YOUR GOAL — What are the lines, copied exactly, from the one containing "Each instance receives exactly one keypoint. Mark the red crane" through the last line of the records below, both included?

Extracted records
=== Begin Enclosure ===
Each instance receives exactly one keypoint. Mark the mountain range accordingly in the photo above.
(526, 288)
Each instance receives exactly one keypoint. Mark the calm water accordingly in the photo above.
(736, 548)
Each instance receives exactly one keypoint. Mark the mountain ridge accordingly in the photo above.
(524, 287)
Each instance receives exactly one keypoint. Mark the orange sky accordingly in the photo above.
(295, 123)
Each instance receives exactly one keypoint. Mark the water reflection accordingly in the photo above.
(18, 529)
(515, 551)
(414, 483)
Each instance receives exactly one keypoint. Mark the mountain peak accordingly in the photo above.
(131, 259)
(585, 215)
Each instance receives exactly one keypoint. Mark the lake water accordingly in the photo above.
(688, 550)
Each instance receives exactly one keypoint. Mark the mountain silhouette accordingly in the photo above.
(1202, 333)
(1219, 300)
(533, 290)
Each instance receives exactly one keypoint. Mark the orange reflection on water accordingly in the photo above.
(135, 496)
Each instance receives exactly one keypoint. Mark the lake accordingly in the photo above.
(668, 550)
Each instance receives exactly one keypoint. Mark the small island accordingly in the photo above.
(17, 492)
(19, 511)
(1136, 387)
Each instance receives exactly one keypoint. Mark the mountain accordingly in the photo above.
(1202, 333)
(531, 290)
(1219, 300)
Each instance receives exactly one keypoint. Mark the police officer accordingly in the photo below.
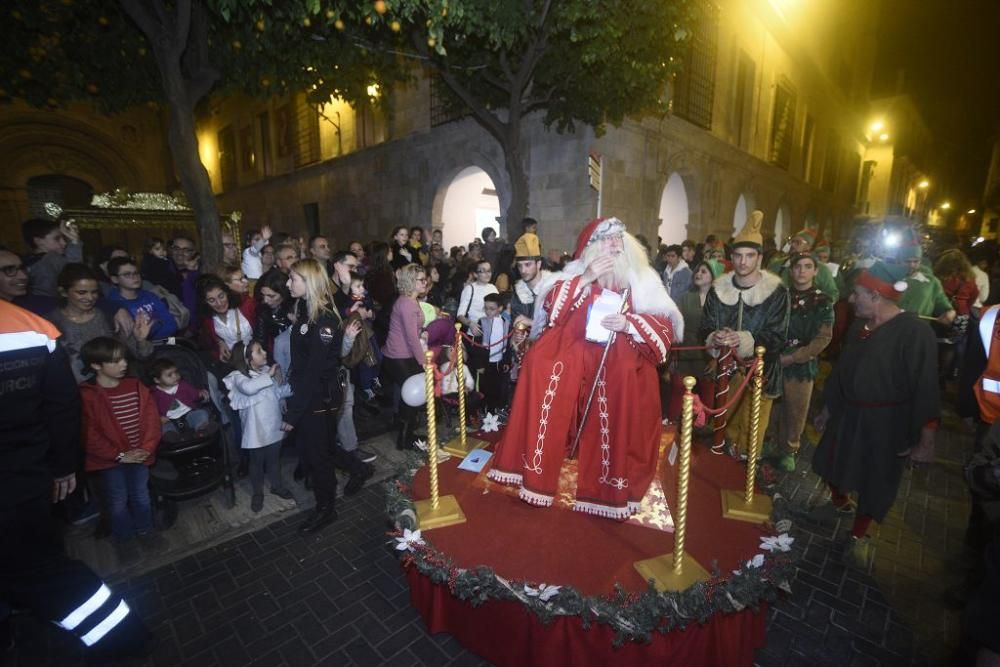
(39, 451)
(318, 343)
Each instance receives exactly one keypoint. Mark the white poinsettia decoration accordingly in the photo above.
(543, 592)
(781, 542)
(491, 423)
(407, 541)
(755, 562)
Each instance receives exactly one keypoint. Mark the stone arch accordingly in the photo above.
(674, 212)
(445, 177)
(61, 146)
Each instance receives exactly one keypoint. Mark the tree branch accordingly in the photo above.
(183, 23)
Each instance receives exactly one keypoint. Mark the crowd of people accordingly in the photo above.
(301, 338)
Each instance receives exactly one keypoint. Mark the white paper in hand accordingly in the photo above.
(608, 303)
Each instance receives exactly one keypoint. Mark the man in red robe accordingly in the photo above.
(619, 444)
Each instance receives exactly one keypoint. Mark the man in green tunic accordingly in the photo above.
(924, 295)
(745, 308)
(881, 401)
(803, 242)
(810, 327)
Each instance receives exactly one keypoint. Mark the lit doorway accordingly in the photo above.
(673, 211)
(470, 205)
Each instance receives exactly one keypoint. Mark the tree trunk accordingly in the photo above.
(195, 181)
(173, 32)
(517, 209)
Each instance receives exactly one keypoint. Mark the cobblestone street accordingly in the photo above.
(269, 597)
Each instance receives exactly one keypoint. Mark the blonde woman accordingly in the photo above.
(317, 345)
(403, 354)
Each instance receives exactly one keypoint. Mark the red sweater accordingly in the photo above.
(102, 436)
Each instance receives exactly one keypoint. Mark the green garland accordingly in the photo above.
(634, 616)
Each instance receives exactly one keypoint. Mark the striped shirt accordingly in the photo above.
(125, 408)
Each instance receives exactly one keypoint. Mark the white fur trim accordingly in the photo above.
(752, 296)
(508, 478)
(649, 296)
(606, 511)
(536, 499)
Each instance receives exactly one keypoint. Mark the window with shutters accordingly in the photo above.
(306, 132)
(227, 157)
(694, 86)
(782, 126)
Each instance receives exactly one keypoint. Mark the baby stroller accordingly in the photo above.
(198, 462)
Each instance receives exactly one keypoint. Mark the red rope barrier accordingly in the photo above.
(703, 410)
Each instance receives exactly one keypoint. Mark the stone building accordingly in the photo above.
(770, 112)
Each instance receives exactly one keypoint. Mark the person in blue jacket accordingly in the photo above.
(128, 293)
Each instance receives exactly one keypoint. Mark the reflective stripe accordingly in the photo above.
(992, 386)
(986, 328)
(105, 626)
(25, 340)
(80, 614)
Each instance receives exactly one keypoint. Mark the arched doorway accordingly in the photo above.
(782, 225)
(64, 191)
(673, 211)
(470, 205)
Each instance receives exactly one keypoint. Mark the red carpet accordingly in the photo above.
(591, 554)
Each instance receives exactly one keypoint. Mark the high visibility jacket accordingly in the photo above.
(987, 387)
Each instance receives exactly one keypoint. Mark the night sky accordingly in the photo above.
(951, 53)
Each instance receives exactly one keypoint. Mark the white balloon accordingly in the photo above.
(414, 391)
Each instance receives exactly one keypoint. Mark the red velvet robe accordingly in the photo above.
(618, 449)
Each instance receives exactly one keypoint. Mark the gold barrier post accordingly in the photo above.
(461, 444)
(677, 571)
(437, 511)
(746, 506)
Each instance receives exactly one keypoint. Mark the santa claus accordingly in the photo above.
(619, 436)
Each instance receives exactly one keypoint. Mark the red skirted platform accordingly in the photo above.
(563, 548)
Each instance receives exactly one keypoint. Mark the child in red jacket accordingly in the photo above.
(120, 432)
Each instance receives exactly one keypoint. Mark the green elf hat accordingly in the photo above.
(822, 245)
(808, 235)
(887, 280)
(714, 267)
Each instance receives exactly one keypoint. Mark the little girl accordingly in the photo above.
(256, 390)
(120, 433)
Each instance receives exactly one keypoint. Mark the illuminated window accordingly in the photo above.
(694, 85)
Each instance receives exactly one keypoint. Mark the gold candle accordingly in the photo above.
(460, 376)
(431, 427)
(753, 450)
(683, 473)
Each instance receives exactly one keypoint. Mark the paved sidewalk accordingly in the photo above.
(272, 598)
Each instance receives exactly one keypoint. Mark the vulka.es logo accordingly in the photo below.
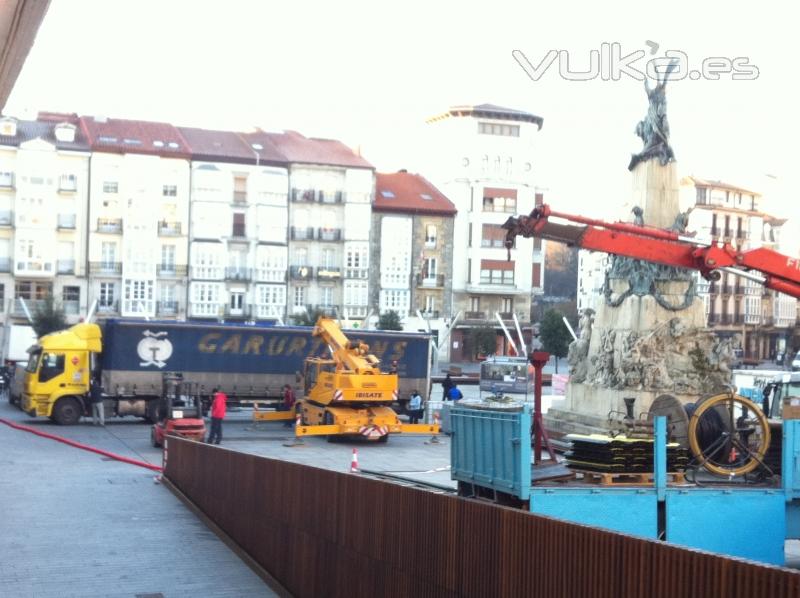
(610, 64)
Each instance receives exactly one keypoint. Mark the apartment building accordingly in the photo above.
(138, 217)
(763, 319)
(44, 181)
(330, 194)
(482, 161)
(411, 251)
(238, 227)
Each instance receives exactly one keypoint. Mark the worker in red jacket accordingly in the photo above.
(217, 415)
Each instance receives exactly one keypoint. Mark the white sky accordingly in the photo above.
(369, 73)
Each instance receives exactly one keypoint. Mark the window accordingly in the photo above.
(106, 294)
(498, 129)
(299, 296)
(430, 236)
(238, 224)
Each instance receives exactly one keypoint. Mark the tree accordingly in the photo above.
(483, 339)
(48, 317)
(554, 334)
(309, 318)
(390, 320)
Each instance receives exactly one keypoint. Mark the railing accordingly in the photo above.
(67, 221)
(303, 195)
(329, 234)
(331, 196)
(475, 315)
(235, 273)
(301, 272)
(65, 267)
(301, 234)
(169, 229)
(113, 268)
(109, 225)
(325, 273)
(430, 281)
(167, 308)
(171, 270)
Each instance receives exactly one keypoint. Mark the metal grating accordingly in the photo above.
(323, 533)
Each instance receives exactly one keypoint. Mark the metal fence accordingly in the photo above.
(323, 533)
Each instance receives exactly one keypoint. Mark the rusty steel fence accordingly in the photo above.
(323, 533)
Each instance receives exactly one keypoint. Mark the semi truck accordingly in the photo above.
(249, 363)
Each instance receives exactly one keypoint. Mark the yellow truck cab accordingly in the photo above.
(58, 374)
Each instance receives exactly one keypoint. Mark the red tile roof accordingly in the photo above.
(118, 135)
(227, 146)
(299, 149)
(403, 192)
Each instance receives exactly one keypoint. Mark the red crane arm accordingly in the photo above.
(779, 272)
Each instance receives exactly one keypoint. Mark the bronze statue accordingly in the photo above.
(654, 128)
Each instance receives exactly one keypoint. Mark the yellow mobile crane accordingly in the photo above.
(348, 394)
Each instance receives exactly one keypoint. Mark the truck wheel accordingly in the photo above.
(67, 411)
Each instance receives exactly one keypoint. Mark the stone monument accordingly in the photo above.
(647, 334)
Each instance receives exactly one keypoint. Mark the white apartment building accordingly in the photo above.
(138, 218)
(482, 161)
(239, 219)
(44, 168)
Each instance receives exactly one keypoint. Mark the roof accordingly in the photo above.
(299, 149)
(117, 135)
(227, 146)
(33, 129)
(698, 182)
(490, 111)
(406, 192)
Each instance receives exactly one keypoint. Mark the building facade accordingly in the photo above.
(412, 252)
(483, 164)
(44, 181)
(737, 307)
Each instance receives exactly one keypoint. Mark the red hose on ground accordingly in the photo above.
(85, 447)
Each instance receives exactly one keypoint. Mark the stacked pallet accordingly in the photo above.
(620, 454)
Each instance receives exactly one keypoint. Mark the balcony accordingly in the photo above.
=== End Enclosure ===
SOLUTION FOR THIS TASK —
Each instance receives exactly one keypoint. Mark the red crane arm accordingly in the photo above.
(779, 272)
Each instance receives exactly one keypoint. Mark the bronze statue accordingly in the photo above.
(654, 128)
Each instance receives exactly one keypoint. Mark the yellow mobile crane accordingly in the photo above.
(348, 394)
Each instance receives exactly one keypoint. Mark the truck wheel accordingly in the photo above.
(67, 411)
Each instance receives exactly one keypoint. Mark the stone monument accordingly in the photo above.
(647, 334)
Each instance receives exactly one keypoint. Mark the white apartment building accordingly in the photo above.
(138, 218)
(482, 161)
(239, 219)
(44, 168)
Each instance receives exactly one keypoint. Mark the roof accordingly in the photo above.
(299, 149)
(117, 135)
(227, 146)
(33, 129)
(698, 182)
(490, 111)
(406, 192)
Each instance receives exactly one keypoint. Mark the building facade accordingly in the photo above.
(412, 252)
(483, 164)
(44, 181)
(737, 307)
Each instance receives exactly one keypoint. Mark the red hose on ground accordingly in the photo above.
(85, 447)
Each instance receives exactly one keypoint. Mark the stacked pallet accordingly in the photo above.
(620, 454)
Each instance receives exactly one keypoint. Mark the balcony accordingly in the photo above.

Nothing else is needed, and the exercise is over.